Do this:
Reproduce all of the records below word for word, with no changes and nothing left out.

(A portion of a data file)
-------

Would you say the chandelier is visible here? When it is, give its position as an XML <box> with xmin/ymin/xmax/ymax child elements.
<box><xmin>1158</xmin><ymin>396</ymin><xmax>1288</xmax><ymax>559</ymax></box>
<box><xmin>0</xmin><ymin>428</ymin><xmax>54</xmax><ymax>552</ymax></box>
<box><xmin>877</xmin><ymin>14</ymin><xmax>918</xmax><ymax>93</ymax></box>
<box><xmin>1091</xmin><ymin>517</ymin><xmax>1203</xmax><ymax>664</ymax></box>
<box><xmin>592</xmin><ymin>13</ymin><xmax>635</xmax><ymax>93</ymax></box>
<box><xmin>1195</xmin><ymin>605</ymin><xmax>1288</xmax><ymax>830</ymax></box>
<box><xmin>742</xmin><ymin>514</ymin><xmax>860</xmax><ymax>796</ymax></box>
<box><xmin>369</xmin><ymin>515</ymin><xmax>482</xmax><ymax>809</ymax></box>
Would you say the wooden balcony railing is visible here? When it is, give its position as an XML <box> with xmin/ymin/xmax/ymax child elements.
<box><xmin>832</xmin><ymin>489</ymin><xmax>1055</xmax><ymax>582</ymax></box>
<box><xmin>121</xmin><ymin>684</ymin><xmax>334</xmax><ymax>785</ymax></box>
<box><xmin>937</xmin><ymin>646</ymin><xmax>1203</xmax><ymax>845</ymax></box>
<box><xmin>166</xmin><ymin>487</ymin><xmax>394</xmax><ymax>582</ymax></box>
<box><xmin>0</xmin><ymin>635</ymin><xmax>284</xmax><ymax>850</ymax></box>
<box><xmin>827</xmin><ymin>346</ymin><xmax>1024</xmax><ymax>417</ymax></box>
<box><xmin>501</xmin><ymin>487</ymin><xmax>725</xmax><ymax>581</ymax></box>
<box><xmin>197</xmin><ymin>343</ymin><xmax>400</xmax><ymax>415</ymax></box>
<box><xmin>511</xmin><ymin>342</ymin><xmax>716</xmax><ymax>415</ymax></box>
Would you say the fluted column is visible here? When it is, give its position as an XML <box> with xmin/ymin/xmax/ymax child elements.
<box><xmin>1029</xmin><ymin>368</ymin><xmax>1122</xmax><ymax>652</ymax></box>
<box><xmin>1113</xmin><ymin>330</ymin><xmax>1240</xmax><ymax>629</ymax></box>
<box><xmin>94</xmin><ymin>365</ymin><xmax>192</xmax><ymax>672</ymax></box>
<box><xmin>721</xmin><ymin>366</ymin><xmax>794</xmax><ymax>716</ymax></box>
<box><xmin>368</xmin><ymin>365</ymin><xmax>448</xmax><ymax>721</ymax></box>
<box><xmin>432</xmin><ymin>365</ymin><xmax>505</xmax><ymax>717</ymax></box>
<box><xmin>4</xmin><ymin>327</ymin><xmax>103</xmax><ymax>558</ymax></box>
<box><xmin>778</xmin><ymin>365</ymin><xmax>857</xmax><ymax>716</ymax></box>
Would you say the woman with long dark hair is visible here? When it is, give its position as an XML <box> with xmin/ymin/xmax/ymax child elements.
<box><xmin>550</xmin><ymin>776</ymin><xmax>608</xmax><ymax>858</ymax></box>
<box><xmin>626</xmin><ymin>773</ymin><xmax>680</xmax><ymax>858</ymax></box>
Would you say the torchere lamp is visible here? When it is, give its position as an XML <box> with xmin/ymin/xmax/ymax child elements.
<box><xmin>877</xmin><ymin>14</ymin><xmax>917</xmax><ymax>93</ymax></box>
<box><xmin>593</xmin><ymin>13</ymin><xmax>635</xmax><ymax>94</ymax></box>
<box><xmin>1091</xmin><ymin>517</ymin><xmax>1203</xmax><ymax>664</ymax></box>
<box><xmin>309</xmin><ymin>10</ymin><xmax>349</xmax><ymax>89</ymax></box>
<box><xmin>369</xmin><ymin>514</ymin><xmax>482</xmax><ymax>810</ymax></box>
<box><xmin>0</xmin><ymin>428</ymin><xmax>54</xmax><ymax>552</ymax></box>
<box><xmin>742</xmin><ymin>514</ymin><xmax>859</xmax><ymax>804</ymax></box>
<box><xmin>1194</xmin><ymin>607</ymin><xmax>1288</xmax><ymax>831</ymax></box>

-------

Answer below:
Would you say the chandelier is visible here? When it is, give its position as an XML <box> with xmin/ymin/xmax/ymax child elements.
<box><xmin>1158</xmin><ymin>396</ymin><xmax>1288</xmax><ymax>559</ymax></box>
<box><xmin>0</xmin><ymin>428</ymin><xmax>54</xmax><ymax>552</ymax></box>
<box><xmin>877</xmin><ymin>14</ymin><xmax>918</xmax><ymax>93</ymax></box>
<box><xmin>1091</xmin><ymin>517</ymin><xmax>1203</xmax><ymax>664</ymax></box>
<box><xmin>592</xmin><ymin>13</ymin><xmax>635</xmax><ymax>93</ymax></box>
<box><xmin>1195</xmin><ymin>605</ymin><xmax>1288</xmax><ymax>830</ymax></box>
<box><xmin>742</xmin><ymin>514</ymin><xmax>860</xmax><ymax>796</ymax></box>
<box><xmin>369</xmin><ymin>515</ymin><xmax>482</xmax><ymax>809</ymax></box>
Would you say the wooden balcony railing is visible here? When it is, give its position as an XML <box> with xmin/ymin/xmax/ymax child elements.
<box><xmin>832</xmin><ymin>489</ymin><xmax>1055</xmax><ymax>582</ymax></box>
<box><xmin>121</xmin><ymin>684</ymin><xmax>334</xmax><ymax>785</ymax></box>
<box><xmin>937</xmin><ymin>646</ymin><xmax>1203</xmax><ymax>845</ymax></box>
<box><xmin>166</xmin><ymin>487</ymin><xmax>394</xmax><ymax>582</ymax></box>
<box><xmin>0</xmin><ymin>635</ymin><xmax>284</xmax><ymax>850</ymax></box>
<box><xmin>827</xmin><ymin>346</ymin><xmax>1024</xmax><ymax>417</ymax></box>
<box><xmin>501</xmin><ymin>487</ymin><xmax>725</xmax><ymax>581</ymax></box>
<box><xmin>197</xmin><ymin>343</ymin><xmax>400</xmax><ymax>415</ymax></box>
<box><xmin>511</xmin><ymin>342</ymin><xmax>716</xmax><ymax>415</ymax></box>
Would you say the fluted column is visible here? When it is, give its position as an XML <box> with xmin/ymin/xmax/ymax child elements.
<box><xmin>1029</xmin><ymin>368</ymin><xmax>1122</xmax><ymax>652</ymax></box>
<box><xmin>1113</xmin><ymin>330</ymin><xmax>1240</xmax><ymax>629</ymax></box>
<box><xmin>94</xmin><ymin>365</ymin><xmax>192</xmax><ymax>672</ymax></box>
<box><xmin>721</xmin><ymin>366</ymin><xmax>794</xmax><ymax>716</ymax></box>
<box><xmin>368</xmin><ymin>365</ymin><xmax>448</xmax><ymax>721</ymax></box>
<box><xmin>432</xmin><ymin>365</ymin><xmax>505</xmax><ymax>717</ymax></box>
<box><xmin>4</xmin><ymin>327</ymin><xmax>103</xmax><ymax>558</ymax></box>
<box><xmin>778</xmin><ymin>365</ymin><xmax>857</xmax><ymax>716</ymax></box>
Would you say the woman with long dark hair is visible here? When it is, give its position as an XML <box> with xmin/ymin/xmax/ymax child elements.
<box><xmin>550</xmin><ymin>776</ymin><xmax>608</xmax><ymax>858</ymax></box>
<box><xmin>626</xmin><ymin>773</ymin><xmax>680</xmax><ymax>858</ymax></box>
Would you say the torchere lamp is visible here? When it is, give its position as an XML <box> with xmin/ymin/xmax/ymax child elements.
<box><xmin>877</xmin><ymin>14</ymin><xmax>917</xmax><ymax>93</ymax></box>
<box><xmin>593</xmin><ymin>13</ymin><xmax>635</xmax><ymax>94</ymax></box>
<box><xmin>1091</xmin><ymin>517</ymin><xmax>1203</xmax><ymax>664</ymax></box>
<box><xmin>309</xmin><ymin>10</ymin><xmax>349</xmax><ymax>89</ymax></box>
<box><xmin>369</xmin><ymin>514</ymin><xmax>482</xmax><ymax>810</ymax></box>
<box><xmin>0</xmin><ymin>428</ymin><xmax>54</xmax><ymax>552</ymax></box>
<box><xmin>742</xmin><ymin>514</ymin><xmax>859</xmax><ymax>804</ymax></box>
<box><xmin>1194</xmin><ymin>607</ymin><xmax>1288</xmax><ymax>831</ymax></box>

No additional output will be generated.